Continue the writing-advice exchange about a vampire character who quotes pop culture from our time in a story set far in the future, picking up after its last line.

• PASSAGE PROVIDED:
---------------
Oh man you have no idea. I remain deeply happy about the whole thing, even like 5 years later. I sort of don't care that no-one has ever read it. I know.

My main hero vampire (dating the captain) grew up in the same time period I did. And the story "now" is five hundred seventy some years in the future. So he's tossing around quotes and things from our time period (calling people dude, quoting Friends and Seinfeld, etc) that nobody around him understands.

You got to be careful with that stuff man. Literature has this weird thing because you, the writer, know there is an audience and its OK to play to them a bit, but the character is supposed to act like no-one is watching.

Not saying you shouldn't play with it, just its a balancing act. You can do the occasional "Nah, doesn't matter" when other characters don't get it, but you can't do it all the time.
---------------
• DATA EXTRACT:

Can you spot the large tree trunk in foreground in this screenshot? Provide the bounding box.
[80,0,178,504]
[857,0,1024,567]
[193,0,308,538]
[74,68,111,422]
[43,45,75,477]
---------------
• SOLVED PROBLEM:
I remember writing an extended scene in one of the political books where the main character (who is a a 5" flat, 90lb chick with a drug problem - she's my self-insert character) is really feeling paranoid, like someone is following her to work. She has good reason to, and will get kidnapped later, but this time it turns out no-one is following her. But the whole thing is synced to Headhunter by Front 242 playing on her headphones as she is on the London underground. Which is really atmospheric and interesting if you know the song, but practically no-one does and if you don't then the tension and timing is way off.